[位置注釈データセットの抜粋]
────────────────────

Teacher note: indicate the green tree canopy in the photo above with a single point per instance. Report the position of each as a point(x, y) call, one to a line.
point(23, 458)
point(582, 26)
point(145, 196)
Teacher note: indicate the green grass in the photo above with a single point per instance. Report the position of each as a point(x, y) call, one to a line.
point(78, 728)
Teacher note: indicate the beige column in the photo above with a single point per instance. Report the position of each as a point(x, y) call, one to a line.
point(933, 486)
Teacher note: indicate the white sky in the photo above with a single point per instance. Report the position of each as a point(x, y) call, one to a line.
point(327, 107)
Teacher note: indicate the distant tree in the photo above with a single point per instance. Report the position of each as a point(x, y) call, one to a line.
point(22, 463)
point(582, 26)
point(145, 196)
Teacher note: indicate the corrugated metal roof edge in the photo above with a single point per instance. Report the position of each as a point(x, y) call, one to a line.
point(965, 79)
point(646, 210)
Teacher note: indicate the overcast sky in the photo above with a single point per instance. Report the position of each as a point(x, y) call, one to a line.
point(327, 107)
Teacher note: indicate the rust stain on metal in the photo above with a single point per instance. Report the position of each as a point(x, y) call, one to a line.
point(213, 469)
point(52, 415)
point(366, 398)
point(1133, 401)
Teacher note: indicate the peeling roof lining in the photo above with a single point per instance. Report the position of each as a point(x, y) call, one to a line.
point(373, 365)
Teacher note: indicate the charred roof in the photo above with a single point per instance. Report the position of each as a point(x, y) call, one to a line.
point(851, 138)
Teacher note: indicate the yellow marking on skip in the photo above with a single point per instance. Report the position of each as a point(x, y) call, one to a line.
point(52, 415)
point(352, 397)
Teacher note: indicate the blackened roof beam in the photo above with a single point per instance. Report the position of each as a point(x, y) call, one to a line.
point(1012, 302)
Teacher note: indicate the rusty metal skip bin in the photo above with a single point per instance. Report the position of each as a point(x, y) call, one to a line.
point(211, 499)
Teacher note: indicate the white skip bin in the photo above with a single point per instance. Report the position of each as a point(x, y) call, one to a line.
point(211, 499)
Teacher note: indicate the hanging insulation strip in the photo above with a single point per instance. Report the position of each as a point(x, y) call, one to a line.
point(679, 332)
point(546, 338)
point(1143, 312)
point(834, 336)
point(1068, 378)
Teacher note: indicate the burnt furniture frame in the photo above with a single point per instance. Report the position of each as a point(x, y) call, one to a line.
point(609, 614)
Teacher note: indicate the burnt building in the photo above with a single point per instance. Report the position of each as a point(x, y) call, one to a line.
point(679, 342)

────────────────────

上にある項目を最初から最後まで、一字一句そのまま書き写してください。

### 作業の回答
Teacher note: indicate the green tree canopy in the photo above with a single point per instance. Report the position of each as a point(x, y) call, one to a line.
point(23, 458)
point(582, 26)
point(145, 196)
Teacher note: indicate the green grass in the photo above with a single point per instance. Report the position of each as a point(x, y) call, one to a line.
point(78, 728)
Teacher note: indicate the beige column in the photo above with a single point per instance. Report the position of each as a point(x, y) call, one to a line.
point(933, 486)
Teacher note: indicate the white sky in the photo above with a single point per instance. Report the position of each as a point(x, y) call, one to a line.
point(327, 107)
Teacher note: indicate the distant tree in the photo above with a single point per instance. Report the position of each as a point(x, y) call, one to a line.
point(22, 463)
point(582, 26)
point(145, 196)
Teacher note: indicate the corrugated metal roof edge in the photo above with a single point per instance. Report the position of each as a point(x, y) call, one to a line.
point(965, 79)
point(646, 210)
Teacher note: indicate the overcast sky in the photo above with a single point per instance. Report the position of each as a point(x, y) call, one to a line.
point(327, 107)
Teacher note: indicate the rust stain on metal in the photo above with a single point per instance. Report the position of each as a point(x, y) call, one to a line.
point(213, 469)
point(52, 415)
point(366, 398)
point(1133, 401)
Teacher note: indicate the peeling roof lining in the photo above with a single point per instance. Report the position of each as a point(x, y) call, one to a line.
point(373, 365)
Teacher note: indicate the charred roof in the photo above with a single point per instance. Report the position of each as a point(x, y) call, one to a line.
point(851, 138)
Teacher note: indicate the yellow marking on skip in the photo above with a single point per instance. Report the position of each as a point(x, y) call, one to a line.
point(52, 415)
point(352, 397)
Teacher note: indicate the blackened roof beam in the photo above with a single point per instance. Report the position of each as a point(x, y) call, one to a line.
point(1012, 302)
Teacher note: indicate the rusty metal skip bin in the photo above with a single point per instance. Report the position of each as a point(x, y) call, one to a line.
point(211, 499)
Teacher note: indicate the white skip bin in the photo above with a single point per instance. Report the position of each as a point(x, y) call, one to a line.
point(211, 499)
Teacher note: indicate the hanging insulation strip in the photo above with a single point per instance. Report the position of each as a point(x, y) call, one to a line.
point(679, 332)
point(546, 338)
point(1143, 312)
point(834, 336)
point(1068, 378)
Teacher note: indicate the burnt furniture frame in the photo above with a single point per instance. Report the position of each as a point(x, y) call, one to a line.
point(609, 614)
Teacher note: indicate the burnt building in the photo above with a single point per instance. Report the position of each as a point(x, y) call, one to a line.
point(679, 342)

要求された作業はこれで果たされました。